▸ WHAT IS EXPECTED
Transcribe the records below exactly, leaving out any pictures.

Image point grounding data:
== == ==

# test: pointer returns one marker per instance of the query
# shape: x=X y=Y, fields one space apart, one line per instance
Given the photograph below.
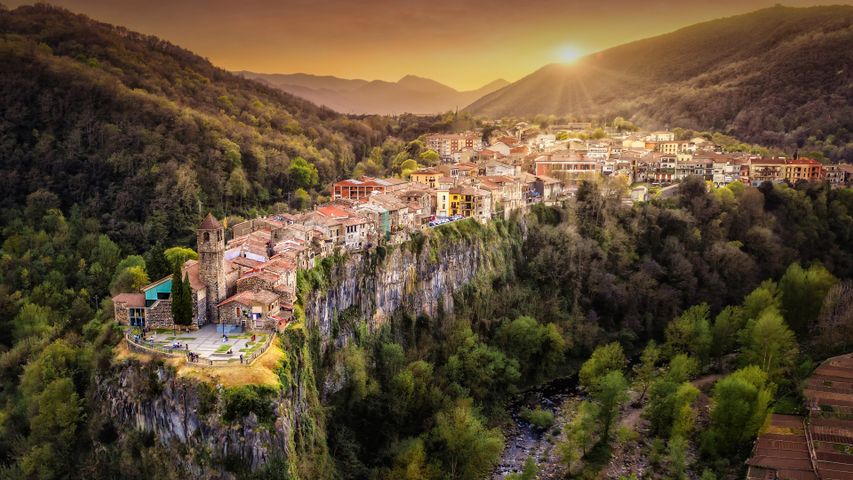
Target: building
x=569 y=168
x=352 y=189
x=446 y=144
x=765 y=170
x=426 y=176
x=804 y=169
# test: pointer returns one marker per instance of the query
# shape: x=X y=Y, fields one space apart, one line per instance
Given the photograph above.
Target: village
x=244 y=281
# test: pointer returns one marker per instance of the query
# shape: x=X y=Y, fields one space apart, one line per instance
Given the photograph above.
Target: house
x=765 y=170
x=446 y=144
x=568 y=168
x=252 y=310
x=496 y=168
x=352 y=189
x=804 y=169
x=426 y=176
x=661 y=136
x=207 y=277
x=469 y=201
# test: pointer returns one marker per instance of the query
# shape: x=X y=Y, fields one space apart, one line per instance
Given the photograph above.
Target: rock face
x=150 y=398
x=420 y=278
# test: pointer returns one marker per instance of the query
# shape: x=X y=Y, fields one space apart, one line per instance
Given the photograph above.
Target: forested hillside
x=410 y=94
x=427 y=396
x=777 y=77
x=147 y=137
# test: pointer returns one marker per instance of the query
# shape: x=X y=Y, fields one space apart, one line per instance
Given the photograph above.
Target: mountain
x=145 y=135
x=775 y=76
x=410 y=94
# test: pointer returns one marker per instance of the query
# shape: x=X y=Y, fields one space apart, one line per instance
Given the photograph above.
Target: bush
x=240 y=401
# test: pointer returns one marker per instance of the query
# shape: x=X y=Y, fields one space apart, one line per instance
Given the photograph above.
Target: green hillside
x=145 y=135
x=779 y=76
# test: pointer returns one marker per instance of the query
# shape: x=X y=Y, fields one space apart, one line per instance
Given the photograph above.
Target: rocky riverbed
x=524 y=440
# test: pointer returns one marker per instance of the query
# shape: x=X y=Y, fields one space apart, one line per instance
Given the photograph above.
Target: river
x=523 y=439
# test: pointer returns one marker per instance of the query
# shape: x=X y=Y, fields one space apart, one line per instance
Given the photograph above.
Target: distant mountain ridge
x=776 y=76
x=410 y=94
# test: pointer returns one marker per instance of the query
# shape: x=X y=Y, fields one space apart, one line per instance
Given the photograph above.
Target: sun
x=569 y=53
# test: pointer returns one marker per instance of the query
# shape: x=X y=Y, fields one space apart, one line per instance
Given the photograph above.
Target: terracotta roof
x=130 y=299
x=209 y=223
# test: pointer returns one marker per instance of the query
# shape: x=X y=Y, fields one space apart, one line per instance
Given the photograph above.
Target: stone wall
x=159 y=315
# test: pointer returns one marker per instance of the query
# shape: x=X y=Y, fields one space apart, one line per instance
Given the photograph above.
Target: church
x=229 y=287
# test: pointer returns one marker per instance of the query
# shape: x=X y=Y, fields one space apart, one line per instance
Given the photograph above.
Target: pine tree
x=177 y=293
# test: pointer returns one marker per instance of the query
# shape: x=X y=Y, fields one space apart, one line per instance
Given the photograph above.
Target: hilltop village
x=249 y=279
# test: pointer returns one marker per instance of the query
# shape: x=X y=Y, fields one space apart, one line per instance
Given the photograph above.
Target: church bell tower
x=211 y=257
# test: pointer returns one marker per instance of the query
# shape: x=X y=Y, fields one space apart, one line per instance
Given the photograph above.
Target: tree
x=537 y=348
x=581 y=433
x=690 y=333
x=803 y=291
x=181 y=299
x=301 y=200
x=646 y=370
x=429 y=157
x=302 y=174
x=130 y=279
x=834 y=329
x=677 y=456
x=604 y=359
x=741 y=405
x=610 y=392
x=410 y=462
x=484 y=370
x=724 y=332
x=670 y=410
x=179 y=255
x=469 y=449
x=770 y=344
x=53 y=431
x=32 y=321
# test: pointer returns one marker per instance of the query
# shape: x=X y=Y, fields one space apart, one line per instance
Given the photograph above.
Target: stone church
x=226 y=289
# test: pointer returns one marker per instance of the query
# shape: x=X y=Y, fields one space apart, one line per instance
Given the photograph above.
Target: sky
x=461 y=43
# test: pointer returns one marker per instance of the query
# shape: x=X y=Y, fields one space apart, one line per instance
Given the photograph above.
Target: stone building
x=211 y=256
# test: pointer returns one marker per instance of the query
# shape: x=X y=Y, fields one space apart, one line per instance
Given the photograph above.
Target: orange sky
x=464 y=44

== == ==

▸ SOLVED EXERCISE
# test: pointer returns one marker per instance of the query
# shape: x=X y=Y, fields one space apart, one line per instance
Given the photograph below.
Target: building
x=569 y=168
x=352 y=189
x=446 y=144
x=765 y=170
x=426 y=176
x=804 y=169
# test: pointer returns one marker per instance of the query
# shape: x=X y=Y, fields one space apart, one line per instance
Given the photograph above.
Target: village
x=244 y=281
# test: pointer returns one marker per instance of the query
# shape: x=X y=Y, fields one space apart, one line per instance
Given the photograph above.
Target: house
x=765 y=170
x=446 y=144
x=568 y=168
x=252 y=310
x=496 y=168
x=352 y=189
x=804 y=169
x=426 y=176
x=661 y=136
x=207 y=277
x=469 y=201
# test: pointer returns one marker per instance of the query
# shape: x=X y=Y, fields one space apart, one line per instance
Given the photograph above.
Target: rock face
x=150 y=398
x=420 y=278
# test: pointer returns one marker per instance of the query
# shape: x=X y=Y, fields one space apart, one line per instance
Given the photograph above.
Target: forested hillside
x=410 y=94
x=427 y=396
x=777 y=77
x=147 y=137
# test: pointer returns one marker per instance of the query
# shape: x=X y=Y, fields one space apart, one line per instance
Given the photograph above.
Target: mountain
x=145 y=135
x=775 y=76
x=410 y=94
# test: pointer returns one marker per instance of the query
# shape: x=X y=Y, fields one space apart, one line per instance
Given the photograph above.
Target: bush
x=240 y=401
# test: pointer returns one marker per instance of the query
# shape: x=X y=Y, fields one space apart, one line per instance
Given the photograph above.
Target: green hillside
x=145 y=135
x=779 y=76
# test: pointer returns one marker per instance of the query
# shape: x=X y=Y, fields one space apart, one line per instance
Given the photograph above.
Target: rocky riverbed
x=524 y=440
# test: pointer returns one marker per instance of the query
# shape: x=X y=Y, fields one space apart, one line per instance
Given the photograph above.
Target: river
x=523 y=439
# test: pointer returns one marker per instance of the query
# shape: x=X y=Y, fields one space apart, one line per instance
Given the photograph above.
Target: distant mountain ridge
x=776 y=76
x=410 y=94
# test: pointer returns one marker per instance of the query
# shape: x=X y=Y, fields one space apart, one line per instance
Given the photograph above.
Target: sun
x=569 y=53
# test: pointer returns one marker per instance of the query
# shape: x=X y=Y, fields one space apart, one line per instance
Given the photograph above.
Target: terracotta roof
x=130 y=299
x=209 y=223
# test: pointer returns one marker per instance of the query
# shape: x=X y=Y, fields one space apart, one line per instance
Given the photograph above.
Target: stone wall
x=159 y=315
# test: pointer returns one marker per instance of the query
# shape: x=X y=Y, fields one space apart, one line per instance
Given the photograph above.
Target: church
x=229 y=287
# test: pointer returns one marker per instance of the query
# shape: x=X y=Y, fields one space apart, one line per instance
Given the photograph above.
Target: pine tree
x=177 y=293
# test: pointer returns one marker per instance of the query
# shape: x=X y=Y, fields one space apart, one line per instance
Given the photograph above.
Target: hilltop village
x=249 y=279
# test: pointer returns one marker per instance of the query
# shape: x=X y=Y, fields one space apart, one line per instance
Given the photograph above.
Target: church bell tower
x=211 y=257
# test: pointer returns one marker per instance of the query
# shape: x=X y=Y, fields one space apart, one line per instance
Given the photograph above.
Target: tree
x=537 y=348
x=581 y=433
x=690 y=333
x=803 y=291
x=181 y=299
x=301 y=200
x=646 y=370
x=429 y=157
x=302 y=174
x=130 y=279
x=834 y=329
x=677 y=456
x=604 y=359
x=741 y=405
x=610 y=392
x=410 y=462
x=484 y=370
x=724 y=332
x=670 y=410
x=179 y=255
x=469 y=449
x=770 y=344
x=53 y=431
x=32 y=321
# test: pointer returns one marker per instance of the query
# shape: x=X y=Y, fields one space apart, one line per instance
Given the photograph above.
Target: stone church
x=226 y=289
# test: pointer returns one marker per instance of the query
# shape: x=X y=Y, fields one space apart, one line per instance
Given the photograph above.
Target: sky
x=461 y=43
# test: pointer returns one marker per instance of the query
# shape: x=X y=Y, fields one space apart, one line per instance
Given the photograph above.
Target: stone building
x=211 y=256
# test: pointer returns one marker per instance of the query
# shape: x=X y=Y, fields one space apart, one line per instance
Given the photograph above.
Target: orange sky
x=464 y=44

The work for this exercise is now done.